Collection entries
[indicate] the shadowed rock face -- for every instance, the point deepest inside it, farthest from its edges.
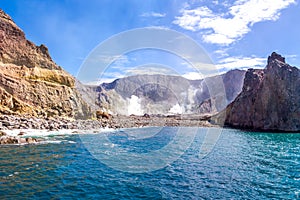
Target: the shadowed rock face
(158, 94)
(270, 99)
(30, 82)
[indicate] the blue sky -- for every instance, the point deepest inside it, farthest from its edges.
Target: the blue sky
(235, 34)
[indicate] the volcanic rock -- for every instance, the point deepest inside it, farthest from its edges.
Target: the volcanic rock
(30, 82)
(270, 99)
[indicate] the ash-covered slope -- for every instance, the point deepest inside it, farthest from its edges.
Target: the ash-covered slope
(270, 99)
(164, 94)
(30, 82)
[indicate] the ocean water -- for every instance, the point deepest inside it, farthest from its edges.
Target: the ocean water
(235, 165)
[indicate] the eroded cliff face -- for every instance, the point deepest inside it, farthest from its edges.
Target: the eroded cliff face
(166, 94)
(270, 99)
(30, 82)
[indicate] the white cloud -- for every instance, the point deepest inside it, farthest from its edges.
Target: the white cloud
(223, 28)
(153, 14)
(241, 62)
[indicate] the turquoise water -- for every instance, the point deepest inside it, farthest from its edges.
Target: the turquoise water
(242, 165)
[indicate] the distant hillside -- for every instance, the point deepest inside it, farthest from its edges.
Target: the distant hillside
(30, 82)
(270, 99)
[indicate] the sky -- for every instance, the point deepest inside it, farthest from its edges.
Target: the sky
(234, 34)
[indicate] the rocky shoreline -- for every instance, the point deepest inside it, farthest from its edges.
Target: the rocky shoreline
(23, 123)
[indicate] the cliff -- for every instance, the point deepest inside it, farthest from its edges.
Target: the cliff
(30, 82)
(270, 99)
(165, 94)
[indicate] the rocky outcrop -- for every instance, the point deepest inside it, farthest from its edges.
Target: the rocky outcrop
(161, 94)
(270, 99)
(30, 82)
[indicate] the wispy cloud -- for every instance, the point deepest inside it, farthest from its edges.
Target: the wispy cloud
(153, 14)
(225, 28)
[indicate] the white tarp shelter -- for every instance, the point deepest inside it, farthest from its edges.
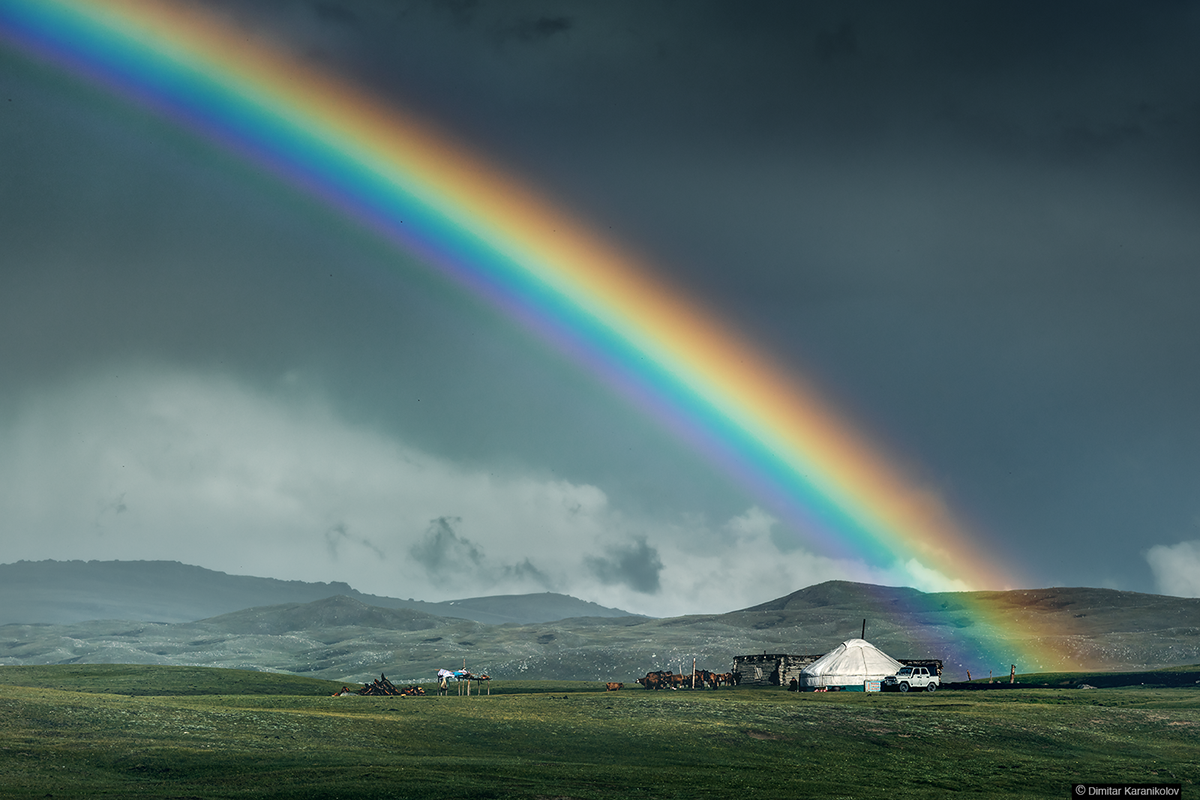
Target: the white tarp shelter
(849, 666)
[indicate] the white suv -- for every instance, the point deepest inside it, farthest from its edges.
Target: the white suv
(912, 678)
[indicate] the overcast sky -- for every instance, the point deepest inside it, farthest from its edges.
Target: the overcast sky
(975, 228)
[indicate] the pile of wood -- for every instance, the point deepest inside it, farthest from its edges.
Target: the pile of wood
(384, 687)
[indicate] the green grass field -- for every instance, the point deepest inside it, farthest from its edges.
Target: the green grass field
(179, 732)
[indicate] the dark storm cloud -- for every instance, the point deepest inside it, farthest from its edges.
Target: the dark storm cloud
(636, 565)
(335, 13)
(450, 558)
(972, 226)
(339, 535)
(543, 28)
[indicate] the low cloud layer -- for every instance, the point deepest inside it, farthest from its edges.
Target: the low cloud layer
(1176, 567)
(167, 464)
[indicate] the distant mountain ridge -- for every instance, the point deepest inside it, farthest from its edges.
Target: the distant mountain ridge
(65, 593)
(354, 637)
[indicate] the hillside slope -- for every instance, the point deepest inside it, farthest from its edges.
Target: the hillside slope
(343, 638)
(169, 591)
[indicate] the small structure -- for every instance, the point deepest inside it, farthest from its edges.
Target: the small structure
(769, 669)
(849, 667)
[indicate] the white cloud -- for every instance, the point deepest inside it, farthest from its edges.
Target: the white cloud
(1176, 569)
(202, 469)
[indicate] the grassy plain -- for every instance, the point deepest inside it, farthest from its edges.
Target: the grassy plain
(178, 732)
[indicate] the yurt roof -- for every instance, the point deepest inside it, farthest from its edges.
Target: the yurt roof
(856, 657)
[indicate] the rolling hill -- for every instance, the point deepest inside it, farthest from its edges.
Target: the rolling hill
(345, 638)
(169, 591)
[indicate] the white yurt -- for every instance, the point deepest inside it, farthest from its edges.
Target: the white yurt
(849, 667)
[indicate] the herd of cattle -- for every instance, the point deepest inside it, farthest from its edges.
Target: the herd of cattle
(383, 687)
(661, 679)
(697, 679)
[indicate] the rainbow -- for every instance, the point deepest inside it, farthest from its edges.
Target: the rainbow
(432, 198)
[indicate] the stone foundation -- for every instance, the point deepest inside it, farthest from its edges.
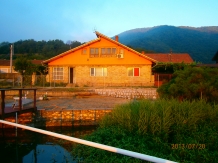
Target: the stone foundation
(47, 118)
(129, 93)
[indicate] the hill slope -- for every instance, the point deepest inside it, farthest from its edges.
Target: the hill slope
(201, 43)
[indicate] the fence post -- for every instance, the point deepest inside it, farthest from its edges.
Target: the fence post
(3, 103)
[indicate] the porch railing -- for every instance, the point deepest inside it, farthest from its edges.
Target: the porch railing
(92, 144)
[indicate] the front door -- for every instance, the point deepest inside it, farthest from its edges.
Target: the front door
(71, 74)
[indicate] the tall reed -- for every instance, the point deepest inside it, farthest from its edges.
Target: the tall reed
(162, 117)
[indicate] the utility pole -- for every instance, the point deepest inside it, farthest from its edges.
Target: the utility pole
(11, 55)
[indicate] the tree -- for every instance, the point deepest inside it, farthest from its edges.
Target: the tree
(215, 58)
(192, 83)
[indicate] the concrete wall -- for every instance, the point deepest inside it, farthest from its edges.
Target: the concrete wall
(48, 118)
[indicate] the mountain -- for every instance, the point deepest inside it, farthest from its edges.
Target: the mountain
(201, 43)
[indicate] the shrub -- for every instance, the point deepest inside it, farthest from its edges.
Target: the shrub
(160, 129)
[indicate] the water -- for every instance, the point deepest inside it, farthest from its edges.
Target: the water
(31, 147)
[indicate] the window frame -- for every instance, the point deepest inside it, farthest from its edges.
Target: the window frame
(103, 72)
(84, 51)
(56, 75)
(108, 51)
(133, 73)
(2, 70)
(95, 50)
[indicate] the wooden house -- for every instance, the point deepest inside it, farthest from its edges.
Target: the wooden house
(102, 61)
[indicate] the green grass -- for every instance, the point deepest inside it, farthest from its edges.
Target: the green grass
(178, 131)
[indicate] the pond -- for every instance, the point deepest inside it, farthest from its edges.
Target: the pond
(30, 147)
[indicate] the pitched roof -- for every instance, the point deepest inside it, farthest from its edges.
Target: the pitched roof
(207, 65)
(99, 35)
(71, 50)
(4, 62)
(171, 57)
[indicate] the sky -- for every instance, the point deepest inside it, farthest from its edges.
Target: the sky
(76, 20)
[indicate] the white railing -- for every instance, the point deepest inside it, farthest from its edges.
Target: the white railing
(92, 144)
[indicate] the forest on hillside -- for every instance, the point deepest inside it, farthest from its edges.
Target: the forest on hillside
(42, 50)
(32, 49)
(201, 43)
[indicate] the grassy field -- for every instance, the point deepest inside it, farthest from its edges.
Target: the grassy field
(177, 131)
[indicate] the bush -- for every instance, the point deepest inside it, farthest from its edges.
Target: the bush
(192, 83)
(179, 131)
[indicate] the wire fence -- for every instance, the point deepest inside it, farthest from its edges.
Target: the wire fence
(15, 80)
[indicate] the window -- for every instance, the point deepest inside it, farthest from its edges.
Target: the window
(84, 51)
(108, 51)
(103, 51)
(133, 71)
(99, 71)
(94, 52)
(114, 51)
(58, 73)
(3, 70)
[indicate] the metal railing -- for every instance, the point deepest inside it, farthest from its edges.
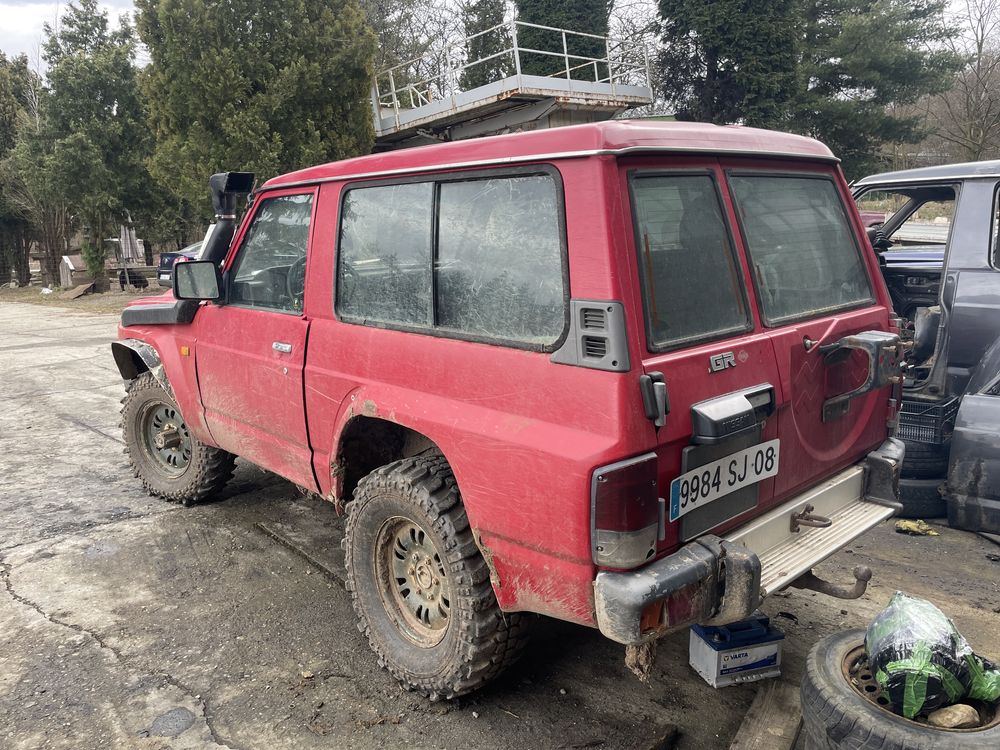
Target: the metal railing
(442, 74)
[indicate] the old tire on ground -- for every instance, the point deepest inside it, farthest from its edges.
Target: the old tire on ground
(835, 715)
(925, 460)
(170, 462)
(921, 498)
(419, 585)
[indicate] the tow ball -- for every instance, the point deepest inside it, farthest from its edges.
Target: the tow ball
(862, 575)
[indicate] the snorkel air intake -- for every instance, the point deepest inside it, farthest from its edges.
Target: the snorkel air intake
(224, 187)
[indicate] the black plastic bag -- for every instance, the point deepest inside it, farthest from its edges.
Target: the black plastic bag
(922, 662)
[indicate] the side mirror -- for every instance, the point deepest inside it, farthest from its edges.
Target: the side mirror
(197, 279)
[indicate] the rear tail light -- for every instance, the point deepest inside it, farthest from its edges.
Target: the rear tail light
(625, 512)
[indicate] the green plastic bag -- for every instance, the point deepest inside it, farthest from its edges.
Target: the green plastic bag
(922, 662)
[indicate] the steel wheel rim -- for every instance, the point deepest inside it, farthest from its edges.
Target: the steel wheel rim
(412, 581)
(859, 676)
(165, 438)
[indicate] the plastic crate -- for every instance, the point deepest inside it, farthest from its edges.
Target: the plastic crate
(922, 422)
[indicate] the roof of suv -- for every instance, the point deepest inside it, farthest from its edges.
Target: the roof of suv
(965, 170)
(610, 137)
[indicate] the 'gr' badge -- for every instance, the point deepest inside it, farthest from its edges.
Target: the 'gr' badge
(719, 362)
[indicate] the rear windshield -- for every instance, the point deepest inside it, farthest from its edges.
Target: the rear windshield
(691, 284)
(804, 257)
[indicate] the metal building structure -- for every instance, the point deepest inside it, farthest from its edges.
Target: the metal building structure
(427, 100)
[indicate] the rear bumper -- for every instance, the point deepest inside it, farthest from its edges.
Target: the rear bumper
(714, 581)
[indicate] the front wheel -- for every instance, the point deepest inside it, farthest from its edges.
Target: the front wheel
(164, 455)
(420, 586)
(843, 708)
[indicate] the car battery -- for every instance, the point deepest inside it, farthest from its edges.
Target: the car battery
(744, 651)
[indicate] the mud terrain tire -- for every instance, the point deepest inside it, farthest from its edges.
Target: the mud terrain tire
(198, 475)
(925, 460)
(436, 625)
(921, 498)
(835, 716)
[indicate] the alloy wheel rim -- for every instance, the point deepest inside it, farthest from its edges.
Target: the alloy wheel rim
(413, 583)
(165, 438)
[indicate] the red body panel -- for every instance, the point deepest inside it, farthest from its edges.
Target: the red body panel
(522, 434)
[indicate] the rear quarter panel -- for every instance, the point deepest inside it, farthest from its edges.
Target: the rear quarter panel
(522, 434)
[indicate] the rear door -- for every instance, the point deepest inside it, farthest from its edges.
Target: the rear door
(704, 339)
(813, 281)
(747, 277)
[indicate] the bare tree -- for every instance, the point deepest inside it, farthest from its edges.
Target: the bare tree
(967, 116)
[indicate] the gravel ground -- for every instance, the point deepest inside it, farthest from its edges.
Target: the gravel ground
(130, 622)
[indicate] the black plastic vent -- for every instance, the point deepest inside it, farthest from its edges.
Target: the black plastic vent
(596, 336)
(593, 319)
(595, 347)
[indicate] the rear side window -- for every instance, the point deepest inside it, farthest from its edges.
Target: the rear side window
(804, 257)
(499, 259)
(995, 247)
(691, 283)
(477, 258)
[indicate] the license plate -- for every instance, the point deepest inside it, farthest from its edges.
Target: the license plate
(716, 479)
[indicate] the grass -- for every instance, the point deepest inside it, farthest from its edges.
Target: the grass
(107, 302)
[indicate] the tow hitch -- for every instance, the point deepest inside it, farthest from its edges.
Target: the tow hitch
(862, 575)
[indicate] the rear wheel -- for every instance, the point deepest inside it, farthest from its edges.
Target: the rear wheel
(164, 455)
(842, 707)
(420, 586)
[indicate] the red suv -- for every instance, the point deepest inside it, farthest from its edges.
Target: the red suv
(631, 375)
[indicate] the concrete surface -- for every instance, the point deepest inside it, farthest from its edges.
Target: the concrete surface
(130, 622)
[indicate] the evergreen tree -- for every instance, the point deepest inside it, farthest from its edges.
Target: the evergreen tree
(480, 16)
(832, 69)
(266, 87)
(587, 16)
(14, 226)
(862, 58)
(94, 124)
(730, 60)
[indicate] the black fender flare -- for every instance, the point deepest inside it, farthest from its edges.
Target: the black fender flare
(135, 357)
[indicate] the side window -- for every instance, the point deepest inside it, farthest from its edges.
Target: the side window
(491, 267)
(995, 247)
(802, 251)
(690, 280)
(269, 271)
(384, 269)
(499, 259)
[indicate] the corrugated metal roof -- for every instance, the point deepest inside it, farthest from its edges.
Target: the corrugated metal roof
(965, 170)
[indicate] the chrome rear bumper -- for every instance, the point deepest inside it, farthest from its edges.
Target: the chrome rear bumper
(714, 581)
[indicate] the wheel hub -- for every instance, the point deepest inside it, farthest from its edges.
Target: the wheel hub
(859, 675)
(170, 437)
(413, 582)
(166, 439)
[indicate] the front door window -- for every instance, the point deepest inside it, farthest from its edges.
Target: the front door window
(270, 270)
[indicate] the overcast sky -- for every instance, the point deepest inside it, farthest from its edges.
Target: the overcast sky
(21, 22)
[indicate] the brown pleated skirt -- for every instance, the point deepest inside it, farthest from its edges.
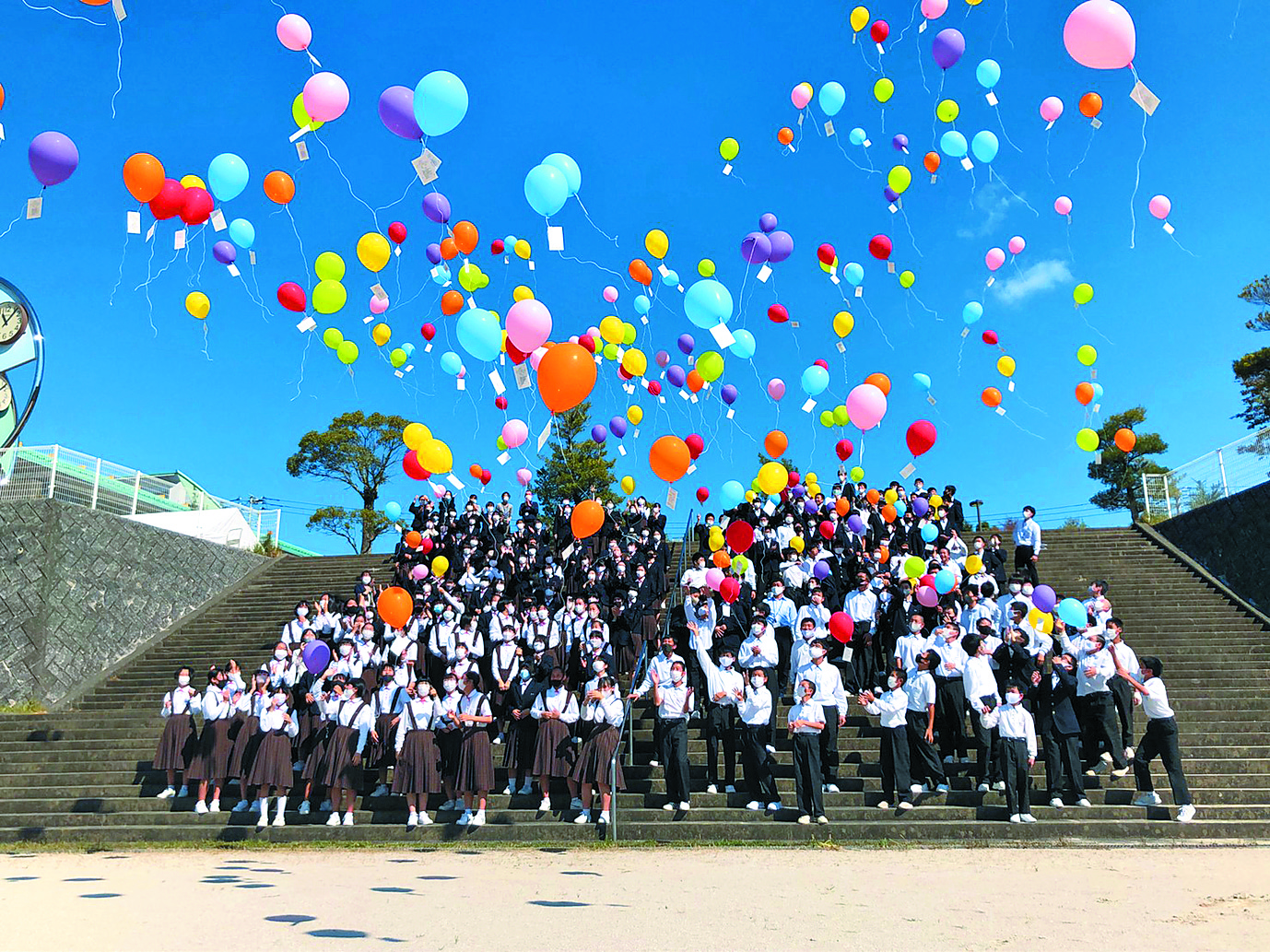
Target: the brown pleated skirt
(178, 744)
(418, 768)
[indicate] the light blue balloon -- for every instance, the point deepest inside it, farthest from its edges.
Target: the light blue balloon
(743, 346)
(988, 73)
(242, 232)
(953, 144)
(832, 97)
(816, 380)
(708, 303)
(226, 177)
(480, 334)
(547, 189)
(440, 101)
(984, 147)
(570, 169)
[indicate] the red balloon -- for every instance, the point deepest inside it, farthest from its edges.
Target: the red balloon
(291, 296)
(739, 535)
(879, 246)
(169, 199)
(197, 206)
(920, 437)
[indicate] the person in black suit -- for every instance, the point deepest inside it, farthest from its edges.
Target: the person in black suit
(1061, 733)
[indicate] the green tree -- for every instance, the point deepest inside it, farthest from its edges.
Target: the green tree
(574, 468)
(359, 451)
(1122, 473)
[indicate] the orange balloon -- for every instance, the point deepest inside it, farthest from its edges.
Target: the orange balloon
(279, 187)
(395, 607)
(669, 457)
(466, 236)
(567, 375)
(143, 175)
(882, 381)
(641, 272)
(587, 517)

Action item: Repeat exactly the lines above, beginning at the one containing "Target: the distant hillside" and ending at the one containing "[indicate] the distant mountain". Do not carry over any pictures.

Reply:
Target: the distant hillside
(30, 82)
(270, 99)
[indicate] the sky -- for every instance, the point deepest inside it, farthest from its edges.
Target: the sky
(234, 34)
[indicate] the rocky shoreline -- for every instance, the point deepest inside it, farthest from its edges.
Target: the rocky shoreline
(23, 123)
[indicate] the cliff -- for every instance, the point deepest inside it, farthest from its edges.
Target: the cliff
(30, 82)
(270, 99)
(165, 94)
[indicate] the rocky outcrop -- for every instance, the point deepest inside it, farthest from its edges.
Target: the rocky outcrop
(161, 94)
(270, 99)
(30, 82)
[indicate] the wispy cloud -- for every instance, the point deepest inside it, farthest from its edges.
Target: the wispy cloud
(153, 14)
(225, 28)
[indicate] the white tarp shelter -- for every instance, the point deepest inside it, farthest from its edges.
Target: the white tarp shelter
(849, 666)
[indicate] the white suv -- for every instance, the point deepest inside it, farthest from its edges.
Target: the white suv
(912, 678)
[indicate] the overcast sky -- for every instance, the point deepest inside it, farthest from its edges.
Target: the overcast sky
(975, 228)
[indicate] the pile of wood -- for every instance, the point deepest inside it, farthest from its edges.
Target: the pile of wood
(384, 687)
[indicate] the green grass field -- for every instance, the point deepest inside it, farthest from its edges.
Target: the green grass field
(179, 732)
[indicate] the dark storm cloud -- for every instance, the point deepest inside it, farthest from its edges.
Target: the dark storm cloud
(636, 565)
(335, 13)
(450, 558)
(972, 226)
(339, 535)
(543, 28)
[indicate] the low cloud layer -- for every instance, the point deepest inside it, farthest from its edges.
Target: the low cloud layer
(1176, 567)
(167, 464)
[indicate] the distant mountain ridge -- for every instance, the point deepest inside it, farthest from its edges.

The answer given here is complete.